• [AIM 1]:
In the records below, update the lines starting with the first line of the records and going on through the line with "[(935, 578)]", replacing "night sky" with "evening sky" and changing nothing else. Leave the pictures out of your answer.

• [TEXT SHOWN]:

BCJuan avatar BCJuan commented on July 28, 2024

Hi,
I would like to make a question for you, @ogail , since I had the same problems:
I see that you have done the following:

  • commenting net.load line
  • Setting number of classes to 2
  • Setting IGNORE_LABEL to arbitrary number not 0 or 255 (i set it to 100)

But have you also made the changes that you stated at the beginning? Manly:

  • Updating icnet_cityscapes_bnnomerge.prototxt by changing conv6_cls num_output from 19 to 1
  • Then replaced this line in train.py
    

restore_var = tf.global_variables()

with

restore_var = [v for v in tf.global_variables() if 'conv6_cls' not in _v.name]

from icnet-tensorflow.

ogail avatar ogail commented on July 28, 2024

Yes, you will have to train from scratch

from icnet-tensorflow.

ogail avatar ogail commented on July 28, 2024

@BCJuan did fine-tuning from pretrained model boosted on your custom task? Have u tried to compare that vs training from scratch?

from icnet-tensorflow.

BCJuan avatar BCJuan commented on July 28, 2024

Yes, it boosted the results. Indeed I was not obtaining any good results without the pretrained model.

I used the icnet_cityscapes_trainval_bnomerge_90k, but I think that any other model can be used.

from icnet-tensorflow.

ogail avatar ogail commented on July 28, 2024

@BCJuan what's mIoU before and after using cityecapes pretrained model?

from icnet-tensorflow.

ogail avatar ogail commented on July 28, 2024

@BCJuan I did load the pretrained model however didn't see much diff between fine-tuning vs training from scratch.

from icnet-tensorflow.

BCJuan avatar BCJuan commented on July 28, 2024

@ogail I do not know since I am just finetunning. But with a one hour run, using the pretrained model I achieve like 20% mIoU while without it 6%. Maybe I am doing something wrong.

from icnet-tensorflow.

qmy612 avatar qmy612 commented on July 28, 2024

@BCJuan Thank you very much, I will try tomorrow.

from icnet-tensorflow.

seovchinnikov avatar seovchinnikov commented on July 28, 2024

I'll try finetuning too and will report the results. But from my experience finetuning always gives the boost in tendency to generalization of the model so it's nice to try

from icnet-tensorflow.

• [DATASET ROWS]:
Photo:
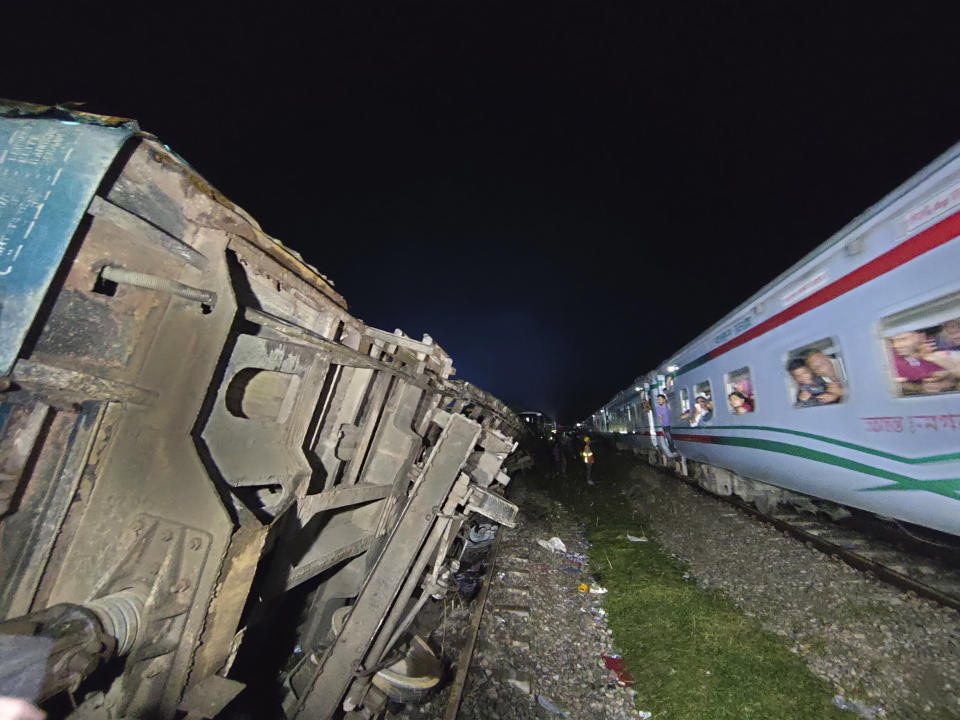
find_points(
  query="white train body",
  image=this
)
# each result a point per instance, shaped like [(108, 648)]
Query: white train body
[(881, 301)]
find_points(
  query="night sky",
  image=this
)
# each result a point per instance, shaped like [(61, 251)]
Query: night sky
[(560, 193)]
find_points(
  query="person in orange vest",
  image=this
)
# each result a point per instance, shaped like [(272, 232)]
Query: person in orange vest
[(587, 455)]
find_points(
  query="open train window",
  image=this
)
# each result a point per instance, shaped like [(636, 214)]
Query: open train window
[(923, 347), (816, 375), (703, 403), (738, 387)]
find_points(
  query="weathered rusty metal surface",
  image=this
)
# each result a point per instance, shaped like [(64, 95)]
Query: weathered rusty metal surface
[(49, 170), (221, 471)]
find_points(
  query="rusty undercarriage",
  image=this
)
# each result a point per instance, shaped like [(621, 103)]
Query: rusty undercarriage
[(196, 436)]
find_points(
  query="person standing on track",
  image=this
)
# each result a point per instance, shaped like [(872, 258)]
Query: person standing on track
[(587, 455), (663, 415)]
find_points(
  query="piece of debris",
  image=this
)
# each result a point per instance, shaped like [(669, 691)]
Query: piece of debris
[(554, 544), (482, 534), (615, 665), (871, 712), (545, 703)]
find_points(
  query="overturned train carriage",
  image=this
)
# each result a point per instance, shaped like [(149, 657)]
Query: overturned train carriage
[(201, 448)]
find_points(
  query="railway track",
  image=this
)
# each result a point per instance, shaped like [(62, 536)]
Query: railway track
[(935, 578)]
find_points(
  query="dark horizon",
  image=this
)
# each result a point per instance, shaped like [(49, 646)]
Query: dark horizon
[(561, 195)]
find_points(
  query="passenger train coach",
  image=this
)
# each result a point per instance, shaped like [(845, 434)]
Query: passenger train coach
[(838, 381)]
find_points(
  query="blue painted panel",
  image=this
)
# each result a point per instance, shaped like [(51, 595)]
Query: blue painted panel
[(49, 171)]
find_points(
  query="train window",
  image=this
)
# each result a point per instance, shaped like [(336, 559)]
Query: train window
[(815, 374), (738, 386), (923, 347), (703, 407)]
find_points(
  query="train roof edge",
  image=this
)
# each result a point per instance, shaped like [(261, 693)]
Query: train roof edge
[(891, 197)]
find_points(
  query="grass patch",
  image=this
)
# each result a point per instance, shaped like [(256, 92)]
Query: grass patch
[(693, 653)]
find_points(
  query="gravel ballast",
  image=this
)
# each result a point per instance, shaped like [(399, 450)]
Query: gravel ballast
[(880, 647)]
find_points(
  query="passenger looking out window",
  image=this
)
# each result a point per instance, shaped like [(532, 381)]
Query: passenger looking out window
[(811, 390), (702, 411), (920, 367), (739, 386), (739, 403), (923, 347), (817, 376)]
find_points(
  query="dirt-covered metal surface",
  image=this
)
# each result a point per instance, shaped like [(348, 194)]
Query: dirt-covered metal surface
[(205, 457)]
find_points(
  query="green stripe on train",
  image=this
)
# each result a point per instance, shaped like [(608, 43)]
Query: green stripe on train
[(841, 443), (947, 487)]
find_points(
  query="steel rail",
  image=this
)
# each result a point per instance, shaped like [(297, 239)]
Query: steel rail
[(851, 558), (466, 654)]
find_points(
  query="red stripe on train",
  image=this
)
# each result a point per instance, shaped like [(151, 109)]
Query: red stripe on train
[(923, 242)]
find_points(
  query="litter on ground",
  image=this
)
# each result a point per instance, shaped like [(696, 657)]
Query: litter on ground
[(554, 544)]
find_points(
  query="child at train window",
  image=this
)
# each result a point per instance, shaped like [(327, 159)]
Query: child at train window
[(702, 411), (822, 366), (919, 367), (811, 390), (740, 404), (948, 339)]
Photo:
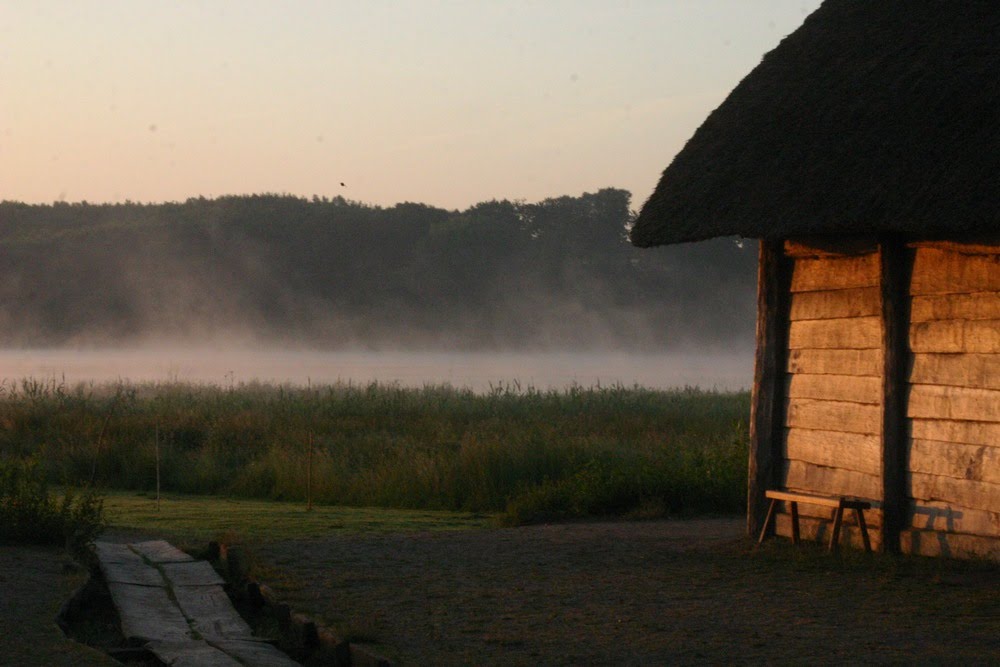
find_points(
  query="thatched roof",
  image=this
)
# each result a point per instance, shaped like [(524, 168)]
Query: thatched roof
[(874, 116)]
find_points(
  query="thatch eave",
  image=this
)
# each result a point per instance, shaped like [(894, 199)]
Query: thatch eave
[(873, 117)]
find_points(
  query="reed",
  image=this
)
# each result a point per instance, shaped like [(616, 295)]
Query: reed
[(527, 453)]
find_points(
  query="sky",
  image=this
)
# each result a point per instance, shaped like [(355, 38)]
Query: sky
[(444, 103)]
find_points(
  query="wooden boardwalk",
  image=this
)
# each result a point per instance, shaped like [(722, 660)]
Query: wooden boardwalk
[(176, 606)]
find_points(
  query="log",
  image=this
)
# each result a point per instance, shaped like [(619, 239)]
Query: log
[(836, 362), (954, 403), (856, 333), (979, 371), (974, 495), (970, 433), (767, 407), (942, 272), (976, 306), (833, 416), (979, 463), (956, 336), (944, 517), (849, 388), (812, 275), (895, 267), (833, 304), (851, 451), (801, 476), (935, 544)]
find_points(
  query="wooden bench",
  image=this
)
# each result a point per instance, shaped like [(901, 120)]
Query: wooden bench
[(839, 503)]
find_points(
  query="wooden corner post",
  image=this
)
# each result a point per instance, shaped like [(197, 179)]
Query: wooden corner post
[(896, 263), (767, 407)]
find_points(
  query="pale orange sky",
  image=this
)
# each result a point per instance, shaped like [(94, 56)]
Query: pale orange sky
[(447, 103)]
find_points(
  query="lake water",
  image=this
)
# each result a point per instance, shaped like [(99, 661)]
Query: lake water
[(475, 370)]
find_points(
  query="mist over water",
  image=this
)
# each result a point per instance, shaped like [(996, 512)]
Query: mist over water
[(726, 369)]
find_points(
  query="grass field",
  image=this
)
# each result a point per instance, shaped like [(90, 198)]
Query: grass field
[(527, 454), (198, 519)]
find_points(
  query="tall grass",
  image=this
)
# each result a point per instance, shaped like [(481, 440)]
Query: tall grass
[(531, 454)]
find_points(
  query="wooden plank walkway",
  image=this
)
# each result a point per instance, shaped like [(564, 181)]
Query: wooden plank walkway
[(176, 606)]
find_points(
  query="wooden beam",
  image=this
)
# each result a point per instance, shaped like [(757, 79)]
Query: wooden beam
[(767, 417), (896, 267)]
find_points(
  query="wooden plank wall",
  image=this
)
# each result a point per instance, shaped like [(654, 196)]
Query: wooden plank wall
[(833, 387), (954, 404)]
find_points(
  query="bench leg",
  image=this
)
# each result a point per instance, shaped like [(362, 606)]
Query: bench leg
[(864, 529), (767, 522), (838, 519)]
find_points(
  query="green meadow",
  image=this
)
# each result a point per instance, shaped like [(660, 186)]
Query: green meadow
[(522, 454)]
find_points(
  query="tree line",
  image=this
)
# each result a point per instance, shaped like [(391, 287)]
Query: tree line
[(332, 273)]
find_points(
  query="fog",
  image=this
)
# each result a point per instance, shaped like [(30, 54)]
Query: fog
[(478, 371)]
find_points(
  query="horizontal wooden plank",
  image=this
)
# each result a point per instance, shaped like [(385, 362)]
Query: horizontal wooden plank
[(147, 613), (979, 463), (980, 371), (953, 403), (976, 306), (931, 543), (830, 246), (850, 388), (160, 551), (851, 451), (257, 654), (827, 273), (970, 244), (927, 515), (943, 430), (855, 333), (801, 476), (942, 272), (212, 614), (194, 573), (833, 416), (819, 531), (812, 499), (955, 336), (974, 495), (833, 304), (191, 653), (836, 362), (115, 552), (136, 572), (873, 516)]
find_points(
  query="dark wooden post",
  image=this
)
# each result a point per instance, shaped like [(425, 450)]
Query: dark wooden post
[(767, 408), (896, 263)]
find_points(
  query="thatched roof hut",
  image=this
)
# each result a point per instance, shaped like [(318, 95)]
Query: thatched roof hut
[(864, 152)]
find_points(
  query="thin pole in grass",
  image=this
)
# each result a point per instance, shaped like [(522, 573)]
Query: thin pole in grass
[(309, 472), (156, 438)]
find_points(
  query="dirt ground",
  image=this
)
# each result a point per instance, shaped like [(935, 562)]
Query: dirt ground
[(641, 593)]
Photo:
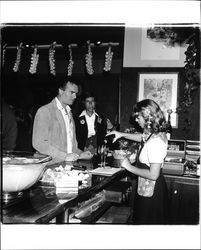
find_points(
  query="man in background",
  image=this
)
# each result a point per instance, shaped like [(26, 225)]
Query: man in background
[(91, 127)]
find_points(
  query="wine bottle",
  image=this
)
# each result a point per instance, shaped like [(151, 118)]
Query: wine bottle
[(169, 131)]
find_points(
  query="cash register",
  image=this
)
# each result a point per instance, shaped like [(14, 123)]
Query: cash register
[(175, 159)]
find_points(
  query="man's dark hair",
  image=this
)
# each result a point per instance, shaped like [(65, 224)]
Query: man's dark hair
[(88, 94), (63, 82)]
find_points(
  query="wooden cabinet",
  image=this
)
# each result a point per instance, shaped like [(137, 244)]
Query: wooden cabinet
[(183, 200)]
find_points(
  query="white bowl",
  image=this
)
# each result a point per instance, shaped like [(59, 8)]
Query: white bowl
[(18, 176)]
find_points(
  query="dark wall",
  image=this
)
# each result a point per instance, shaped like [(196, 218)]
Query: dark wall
[(129, 94)]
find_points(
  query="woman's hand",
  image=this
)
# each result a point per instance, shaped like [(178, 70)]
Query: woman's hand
[(116, 134), (109, 124), (86, 155), (127, 165), (72, 157)]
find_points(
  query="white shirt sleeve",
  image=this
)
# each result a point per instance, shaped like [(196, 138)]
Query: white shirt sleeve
[(154, 151)]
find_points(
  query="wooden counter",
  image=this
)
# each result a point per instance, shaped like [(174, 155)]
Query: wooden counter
[(41, 204)]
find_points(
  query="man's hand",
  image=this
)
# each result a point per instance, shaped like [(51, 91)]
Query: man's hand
[(116, 134), (86, 155)]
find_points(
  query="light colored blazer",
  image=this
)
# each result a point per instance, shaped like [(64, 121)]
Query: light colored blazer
[(49, 132)]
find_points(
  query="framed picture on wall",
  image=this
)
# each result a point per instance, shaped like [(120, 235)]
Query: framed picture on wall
[(162, 88)]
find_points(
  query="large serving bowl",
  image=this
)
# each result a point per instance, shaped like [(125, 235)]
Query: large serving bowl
[(120, 154), (21, 170)]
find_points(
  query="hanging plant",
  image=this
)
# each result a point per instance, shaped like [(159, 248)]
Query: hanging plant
[(88, 59), (108, 59), (4, 54), (34, 61), (52, 59), (18, 58), (71, 62)]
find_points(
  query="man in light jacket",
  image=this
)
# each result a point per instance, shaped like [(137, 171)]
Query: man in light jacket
[(54, 128)]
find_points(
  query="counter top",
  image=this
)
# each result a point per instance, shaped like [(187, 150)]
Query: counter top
[(41, 204)]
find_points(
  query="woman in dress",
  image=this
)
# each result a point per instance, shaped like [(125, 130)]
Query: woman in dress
[(151, 201)]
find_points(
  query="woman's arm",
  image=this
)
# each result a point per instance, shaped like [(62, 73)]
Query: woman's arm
[(134, 137), (152, 173)]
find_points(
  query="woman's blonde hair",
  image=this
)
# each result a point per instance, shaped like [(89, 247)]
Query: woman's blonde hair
[(154, 117)]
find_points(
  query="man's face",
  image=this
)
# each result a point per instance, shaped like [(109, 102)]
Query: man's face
[(90, 104), (69, 94)]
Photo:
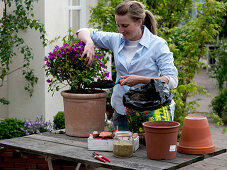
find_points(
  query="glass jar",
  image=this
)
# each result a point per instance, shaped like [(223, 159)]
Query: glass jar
[(123, 145)]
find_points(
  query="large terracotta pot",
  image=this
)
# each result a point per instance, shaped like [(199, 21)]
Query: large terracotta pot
[(196, 137), (161, 139), (84, 113)]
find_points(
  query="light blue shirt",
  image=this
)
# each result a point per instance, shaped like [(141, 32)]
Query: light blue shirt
[(152, 59)]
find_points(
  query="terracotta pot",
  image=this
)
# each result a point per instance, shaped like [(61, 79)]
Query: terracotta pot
[(84, 113), (161, 139), (195, 137)]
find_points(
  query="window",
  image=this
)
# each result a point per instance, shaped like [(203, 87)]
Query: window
[(77, 14)]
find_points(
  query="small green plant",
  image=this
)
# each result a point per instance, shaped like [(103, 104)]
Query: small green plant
[(59, 120), (219, 69), (11, 128), (219, 104), (37, 126)]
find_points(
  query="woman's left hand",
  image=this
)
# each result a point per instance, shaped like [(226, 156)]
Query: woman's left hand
[(132, 80)]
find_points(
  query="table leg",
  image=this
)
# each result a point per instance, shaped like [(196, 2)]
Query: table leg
[(48, 159)]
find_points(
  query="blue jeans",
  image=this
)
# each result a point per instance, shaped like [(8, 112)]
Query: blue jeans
[(120, 121)]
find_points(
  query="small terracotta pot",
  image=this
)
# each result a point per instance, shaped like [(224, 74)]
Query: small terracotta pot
[(195, 137), (161, 139)]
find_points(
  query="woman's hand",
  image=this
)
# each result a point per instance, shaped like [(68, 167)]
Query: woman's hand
[(89, 52), (132, 80)]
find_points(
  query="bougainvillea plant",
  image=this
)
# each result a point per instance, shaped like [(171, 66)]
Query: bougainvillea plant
[(65, 66)]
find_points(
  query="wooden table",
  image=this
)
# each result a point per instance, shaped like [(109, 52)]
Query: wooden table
[(61, 146)]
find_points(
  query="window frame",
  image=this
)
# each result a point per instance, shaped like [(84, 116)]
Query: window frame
[(82, 11)]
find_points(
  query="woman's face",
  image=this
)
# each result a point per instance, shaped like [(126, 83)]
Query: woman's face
[(128, 28)]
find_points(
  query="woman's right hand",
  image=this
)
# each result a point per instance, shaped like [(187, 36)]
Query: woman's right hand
[(89, 52)]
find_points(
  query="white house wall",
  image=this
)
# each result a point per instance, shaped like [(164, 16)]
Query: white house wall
[(56, 23), (21, 105), (3, 89), (55, 15)]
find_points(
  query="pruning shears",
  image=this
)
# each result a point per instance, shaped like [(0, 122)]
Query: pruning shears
[(100, 157)]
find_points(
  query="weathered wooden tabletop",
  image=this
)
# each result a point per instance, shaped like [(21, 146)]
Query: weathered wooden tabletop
[(61, 146)]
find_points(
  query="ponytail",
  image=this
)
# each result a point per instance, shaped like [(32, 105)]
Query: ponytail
[(137, 11), (150, 22)]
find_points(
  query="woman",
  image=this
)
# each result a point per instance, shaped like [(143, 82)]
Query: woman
[(139, 54)]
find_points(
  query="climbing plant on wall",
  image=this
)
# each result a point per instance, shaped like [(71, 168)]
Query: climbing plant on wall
[(18, 16)]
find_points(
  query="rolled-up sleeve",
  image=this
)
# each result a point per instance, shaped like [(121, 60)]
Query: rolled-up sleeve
[(104, 39), (164, 60)]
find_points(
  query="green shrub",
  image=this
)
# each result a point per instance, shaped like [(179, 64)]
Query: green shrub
[(219, 104), (59, 120), (11, 128), (37, 126)]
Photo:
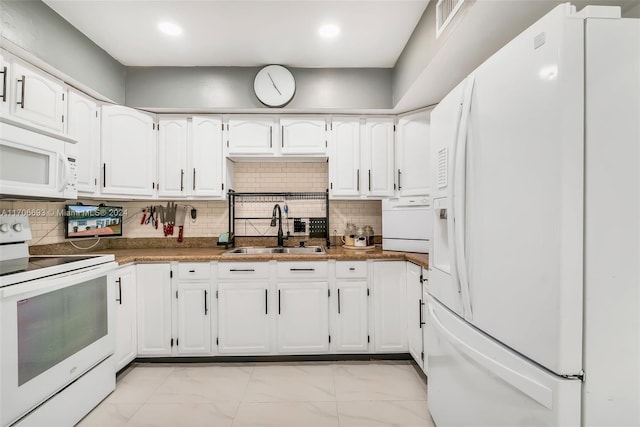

• [AIM 2]:
Restate word for word the passage of the icnet-tensorflow thread above, starting with "But have you" and going on through "restore_var = tf.global_variables()".

• [FULL ANSWER 1]:
Photo:
find_points(
  query="white train body",
  image=this
)
# each result a point per instance, shaped like [(108, 648)]
Query: white train body
[(881, 301)]
find_points(
  query="evening sky",
  image=this
)
# each result a point per instance, shaped like [(61, 251)]
Query: evening sky
[(560, 193)]
find_points(
  query="person in orange vest",
  image=this
)
# each result a point per instance, shaped like [(272, 232)]
Query: person in orange vest
[(587, 455)]
find_points(
  query="open train window",
  image=this
)
# each result a point per instance, shaped like [(636, 214)]
Query: open train window
[(923, 347), (816, 375), (703, 403), (738, 387)]
find_points(
  query="weathered rusty metal surface",
  image=this
)
# each result a point per instance, shaped like [(64, 95)]
Query: weathered rusty metal surface
[(49, 170), (221, 471)]
find_points(
  query="rusty undercarriage",
  image=this
)
# each result a point per instance, shaped like [(621, 103)]
Query: rusty undercarriage
[(196, 436)]
find_points(
  query="person standing on track",
  image=this
)
# each result a point per instance, shaped like [(872, 258)]
Query: person standing on track
[(587, 455), (663, 415)]
find_points(
  query="piece of debris",
  image=this
)
# each result a point per instance, shaped like [(669, 691)]
Query: piece of debris
[(554, 544), (482, 534), (615, 665), (871, 712), (545, 703)]
find_points(
  query="overturned train carriage",
  image=this
)
# each result a point per instance, shaped like [(149, 657)]
Query: overturned train carriage
[(201, 448)]
find_points(
  query="railway track",
  image=this
)
# each result a point per instance, shaped like [(62, 536)]
Query: railway track
[(935, 578)]

• [FULL ANSWER 2]:
But have you also made the changes that you stated at the beginning? Manly:

  • Updating icnet_cityscapes_bnnomerge.prototxt by changing conv6_cls num_output from 19 to 1
  • Then replaced this line in train.py
    

restore_var = tf.global_variables()